▼▼▼
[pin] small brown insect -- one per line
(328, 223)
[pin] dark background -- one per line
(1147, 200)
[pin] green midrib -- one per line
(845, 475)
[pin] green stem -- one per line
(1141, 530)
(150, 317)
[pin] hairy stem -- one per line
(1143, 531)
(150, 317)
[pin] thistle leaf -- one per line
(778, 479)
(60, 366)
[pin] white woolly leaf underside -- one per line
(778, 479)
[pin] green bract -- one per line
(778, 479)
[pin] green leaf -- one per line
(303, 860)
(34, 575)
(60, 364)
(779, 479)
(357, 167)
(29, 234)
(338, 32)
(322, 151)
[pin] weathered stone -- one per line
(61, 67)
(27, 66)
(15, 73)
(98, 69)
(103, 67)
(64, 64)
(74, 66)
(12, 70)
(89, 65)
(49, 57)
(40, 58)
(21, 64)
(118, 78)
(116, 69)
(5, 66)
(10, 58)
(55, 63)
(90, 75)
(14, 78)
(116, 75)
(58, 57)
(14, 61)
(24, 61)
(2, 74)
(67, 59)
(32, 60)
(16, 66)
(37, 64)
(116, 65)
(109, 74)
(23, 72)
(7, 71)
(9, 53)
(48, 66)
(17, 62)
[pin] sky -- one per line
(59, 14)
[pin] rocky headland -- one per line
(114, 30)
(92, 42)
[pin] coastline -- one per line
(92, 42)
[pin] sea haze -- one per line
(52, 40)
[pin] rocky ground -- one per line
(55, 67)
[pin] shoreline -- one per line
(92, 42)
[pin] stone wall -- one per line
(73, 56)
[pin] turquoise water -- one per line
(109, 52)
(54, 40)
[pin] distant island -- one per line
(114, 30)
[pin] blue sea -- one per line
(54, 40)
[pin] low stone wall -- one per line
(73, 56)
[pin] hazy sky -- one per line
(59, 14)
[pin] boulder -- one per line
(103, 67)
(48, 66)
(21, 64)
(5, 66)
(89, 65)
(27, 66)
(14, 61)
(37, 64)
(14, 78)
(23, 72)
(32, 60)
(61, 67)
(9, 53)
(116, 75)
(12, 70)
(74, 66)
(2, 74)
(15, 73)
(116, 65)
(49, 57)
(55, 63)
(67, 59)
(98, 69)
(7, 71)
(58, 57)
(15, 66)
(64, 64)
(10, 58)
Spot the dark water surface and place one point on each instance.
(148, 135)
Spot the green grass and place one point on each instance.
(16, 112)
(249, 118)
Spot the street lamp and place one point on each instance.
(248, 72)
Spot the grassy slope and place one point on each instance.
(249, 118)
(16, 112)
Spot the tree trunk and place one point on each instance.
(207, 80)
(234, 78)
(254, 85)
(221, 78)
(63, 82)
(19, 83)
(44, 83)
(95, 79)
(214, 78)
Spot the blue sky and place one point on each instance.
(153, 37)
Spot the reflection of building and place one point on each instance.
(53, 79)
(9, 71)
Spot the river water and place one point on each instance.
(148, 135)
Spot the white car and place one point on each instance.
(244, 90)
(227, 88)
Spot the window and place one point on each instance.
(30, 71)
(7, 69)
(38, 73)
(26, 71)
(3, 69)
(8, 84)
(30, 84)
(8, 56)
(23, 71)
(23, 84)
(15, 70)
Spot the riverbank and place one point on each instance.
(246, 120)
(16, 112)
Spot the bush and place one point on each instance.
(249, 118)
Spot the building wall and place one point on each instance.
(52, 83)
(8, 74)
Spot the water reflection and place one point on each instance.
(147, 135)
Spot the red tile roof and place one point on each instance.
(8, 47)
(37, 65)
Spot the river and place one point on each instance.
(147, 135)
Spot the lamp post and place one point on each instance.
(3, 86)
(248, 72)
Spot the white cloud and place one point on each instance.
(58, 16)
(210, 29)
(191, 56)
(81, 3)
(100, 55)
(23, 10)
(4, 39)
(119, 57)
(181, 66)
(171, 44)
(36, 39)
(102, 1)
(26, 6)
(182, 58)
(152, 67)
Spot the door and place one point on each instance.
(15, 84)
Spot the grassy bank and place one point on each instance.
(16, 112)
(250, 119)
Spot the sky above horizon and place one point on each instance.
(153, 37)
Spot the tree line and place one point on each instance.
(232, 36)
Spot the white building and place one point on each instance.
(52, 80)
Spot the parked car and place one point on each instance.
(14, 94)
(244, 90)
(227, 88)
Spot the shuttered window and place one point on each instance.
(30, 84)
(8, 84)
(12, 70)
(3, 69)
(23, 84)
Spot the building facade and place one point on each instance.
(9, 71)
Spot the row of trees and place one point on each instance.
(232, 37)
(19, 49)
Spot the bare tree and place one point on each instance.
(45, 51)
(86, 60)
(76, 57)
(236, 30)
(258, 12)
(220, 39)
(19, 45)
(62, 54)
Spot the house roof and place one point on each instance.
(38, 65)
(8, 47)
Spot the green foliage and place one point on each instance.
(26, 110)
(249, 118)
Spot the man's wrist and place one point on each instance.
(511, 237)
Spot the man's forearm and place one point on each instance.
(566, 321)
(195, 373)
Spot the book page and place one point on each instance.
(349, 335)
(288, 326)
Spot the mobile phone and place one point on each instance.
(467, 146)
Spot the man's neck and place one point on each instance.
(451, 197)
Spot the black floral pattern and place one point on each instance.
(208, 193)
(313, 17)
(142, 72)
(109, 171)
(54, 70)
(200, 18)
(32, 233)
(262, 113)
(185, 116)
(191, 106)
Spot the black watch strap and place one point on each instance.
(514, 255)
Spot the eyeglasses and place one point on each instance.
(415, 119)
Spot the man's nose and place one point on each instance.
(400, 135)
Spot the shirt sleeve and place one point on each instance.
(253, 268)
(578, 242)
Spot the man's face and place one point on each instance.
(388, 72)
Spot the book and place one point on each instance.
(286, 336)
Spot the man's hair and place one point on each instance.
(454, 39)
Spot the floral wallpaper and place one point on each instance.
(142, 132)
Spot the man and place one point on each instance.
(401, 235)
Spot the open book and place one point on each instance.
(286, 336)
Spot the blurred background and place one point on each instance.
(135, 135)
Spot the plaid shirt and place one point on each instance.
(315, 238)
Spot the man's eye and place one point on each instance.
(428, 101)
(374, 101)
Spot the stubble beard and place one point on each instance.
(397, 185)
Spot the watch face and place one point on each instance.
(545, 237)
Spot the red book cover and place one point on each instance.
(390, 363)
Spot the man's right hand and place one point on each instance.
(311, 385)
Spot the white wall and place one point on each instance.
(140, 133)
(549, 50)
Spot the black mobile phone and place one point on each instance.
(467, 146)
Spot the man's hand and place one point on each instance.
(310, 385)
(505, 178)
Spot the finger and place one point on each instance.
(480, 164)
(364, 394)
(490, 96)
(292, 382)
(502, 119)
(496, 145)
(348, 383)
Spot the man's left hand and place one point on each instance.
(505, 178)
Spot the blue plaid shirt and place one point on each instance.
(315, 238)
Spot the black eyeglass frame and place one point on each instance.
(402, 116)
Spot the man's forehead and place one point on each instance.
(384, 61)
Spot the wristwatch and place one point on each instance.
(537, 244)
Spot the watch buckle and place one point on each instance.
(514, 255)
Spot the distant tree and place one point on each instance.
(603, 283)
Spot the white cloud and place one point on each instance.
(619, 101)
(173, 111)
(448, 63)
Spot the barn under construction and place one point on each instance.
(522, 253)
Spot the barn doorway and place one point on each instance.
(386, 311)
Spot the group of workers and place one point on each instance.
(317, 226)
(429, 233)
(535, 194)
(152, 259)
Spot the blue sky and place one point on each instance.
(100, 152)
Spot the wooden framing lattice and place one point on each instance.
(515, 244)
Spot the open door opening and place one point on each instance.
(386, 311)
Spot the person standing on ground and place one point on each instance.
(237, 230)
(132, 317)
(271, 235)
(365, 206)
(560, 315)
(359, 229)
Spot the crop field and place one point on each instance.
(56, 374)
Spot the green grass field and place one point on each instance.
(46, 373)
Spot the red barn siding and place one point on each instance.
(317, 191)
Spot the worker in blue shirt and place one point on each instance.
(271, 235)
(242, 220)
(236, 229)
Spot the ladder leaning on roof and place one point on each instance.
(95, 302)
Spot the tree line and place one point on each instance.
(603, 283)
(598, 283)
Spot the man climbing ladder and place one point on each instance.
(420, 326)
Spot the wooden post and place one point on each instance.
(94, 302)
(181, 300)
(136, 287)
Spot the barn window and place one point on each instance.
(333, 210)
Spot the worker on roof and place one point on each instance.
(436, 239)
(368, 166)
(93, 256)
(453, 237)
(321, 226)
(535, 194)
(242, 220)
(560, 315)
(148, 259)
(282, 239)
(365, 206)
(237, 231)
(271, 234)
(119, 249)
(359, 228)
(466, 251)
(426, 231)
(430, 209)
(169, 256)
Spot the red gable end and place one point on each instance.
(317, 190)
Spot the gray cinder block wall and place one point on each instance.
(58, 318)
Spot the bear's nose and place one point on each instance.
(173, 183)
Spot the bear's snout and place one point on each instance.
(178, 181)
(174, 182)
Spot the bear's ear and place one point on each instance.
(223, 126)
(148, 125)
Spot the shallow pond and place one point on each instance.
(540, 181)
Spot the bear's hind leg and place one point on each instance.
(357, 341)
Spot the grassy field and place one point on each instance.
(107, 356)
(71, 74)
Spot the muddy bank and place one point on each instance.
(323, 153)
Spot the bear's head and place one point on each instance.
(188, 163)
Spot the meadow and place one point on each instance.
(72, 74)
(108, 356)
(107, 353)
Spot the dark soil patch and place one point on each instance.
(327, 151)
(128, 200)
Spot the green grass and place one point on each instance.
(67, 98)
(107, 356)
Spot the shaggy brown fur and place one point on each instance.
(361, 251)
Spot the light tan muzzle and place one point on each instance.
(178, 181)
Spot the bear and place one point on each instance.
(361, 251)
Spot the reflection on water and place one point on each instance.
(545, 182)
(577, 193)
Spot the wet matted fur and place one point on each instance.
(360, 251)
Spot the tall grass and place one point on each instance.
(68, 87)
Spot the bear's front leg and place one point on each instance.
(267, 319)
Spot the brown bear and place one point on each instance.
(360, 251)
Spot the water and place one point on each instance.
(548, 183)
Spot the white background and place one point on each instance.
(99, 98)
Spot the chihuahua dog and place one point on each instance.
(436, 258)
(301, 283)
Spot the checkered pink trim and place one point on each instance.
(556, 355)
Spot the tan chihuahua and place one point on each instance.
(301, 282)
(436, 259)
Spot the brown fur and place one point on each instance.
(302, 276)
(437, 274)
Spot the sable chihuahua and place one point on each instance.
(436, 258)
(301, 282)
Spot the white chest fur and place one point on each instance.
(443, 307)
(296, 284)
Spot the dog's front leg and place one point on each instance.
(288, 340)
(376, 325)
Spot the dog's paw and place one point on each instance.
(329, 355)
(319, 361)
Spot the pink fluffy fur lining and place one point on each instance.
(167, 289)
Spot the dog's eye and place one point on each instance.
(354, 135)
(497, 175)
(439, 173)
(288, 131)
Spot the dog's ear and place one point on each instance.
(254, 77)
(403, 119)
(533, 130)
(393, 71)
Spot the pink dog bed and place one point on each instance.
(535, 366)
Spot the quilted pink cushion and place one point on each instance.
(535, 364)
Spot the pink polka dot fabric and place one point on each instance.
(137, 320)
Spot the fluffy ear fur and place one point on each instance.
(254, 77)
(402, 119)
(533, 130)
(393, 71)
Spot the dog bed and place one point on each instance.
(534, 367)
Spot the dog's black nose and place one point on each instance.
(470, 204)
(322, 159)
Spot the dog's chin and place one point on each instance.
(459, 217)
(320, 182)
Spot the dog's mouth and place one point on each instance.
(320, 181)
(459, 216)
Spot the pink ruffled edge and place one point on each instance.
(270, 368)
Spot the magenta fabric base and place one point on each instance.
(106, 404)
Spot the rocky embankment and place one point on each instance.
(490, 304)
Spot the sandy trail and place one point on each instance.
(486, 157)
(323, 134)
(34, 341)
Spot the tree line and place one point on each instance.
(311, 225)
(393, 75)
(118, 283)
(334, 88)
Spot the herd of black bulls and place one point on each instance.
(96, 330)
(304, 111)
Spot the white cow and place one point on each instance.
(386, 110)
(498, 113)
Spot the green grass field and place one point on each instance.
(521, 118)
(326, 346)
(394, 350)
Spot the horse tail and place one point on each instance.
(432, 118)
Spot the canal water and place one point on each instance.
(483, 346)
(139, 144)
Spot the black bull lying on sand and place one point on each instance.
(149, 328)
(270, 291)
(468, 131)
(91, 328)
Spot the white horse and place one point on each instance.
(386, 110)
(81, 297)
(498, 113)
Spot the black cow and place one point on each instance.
▲▲▲
*TASK BRIEF:* The answer consists only of the lines from the one containing "Spot the fluffy" to the end of the records, each written out exactly.

*FINAL RESULT:*
Spot the fluffy ear fur and place one point on each instance.
(254, 77)
(402, 119)
(533, 130)
(393, 71)
Spot the dog bed and place one point on each instance.
(534, 367)
Spot the dog's black nose and place one point on each instance.
(470, 204)
(322, 159)
Spot the dog's chin and place one point on each instance.
(459, 217)
(320, 182)
Spot the dog's mouth and place one point on each instance.
(320, 181)
(459, 216)
Spot the pink ruffled edge and place one point on each instance.
(270, 368)
Spot the magenta fabric base and place one point on each instance.
(106, 404)
Spot the rocky embankment and place one point on each instance.
(490, 304)
Spot the sandy trail and place one point on each instance.
(486, 157)
(323, 134)
(34, 341)
Spot the tree line and place one point on each instance.
(311, 225)
(393, 75)
(118, 283)
(334, 88)
Spot the herd of black bulls and place one point on each instance.
(96, 330)
(304, 111)
Spot the white cow and place one point on each instance.
(386, 110)
(498, 113)
Spot the green grass field and place one point on each instance.
(521, 118)
(326, 346)
(394, 350)
Spot the horse tail and place one point on each instance.
(432, 118)
Spot the canal water and place one point on each instance.
(483, 346)
(139, 144)
Spot the black bull lying on sand and place one point on each instance.
(149, 328)
(270, 291)
(468, 131)
(91, 328)
Spot the white horse and place one point on each instance.
(386, 110)
(81, 297)
(498, 113)
Spot the black cow and place one point on each instance.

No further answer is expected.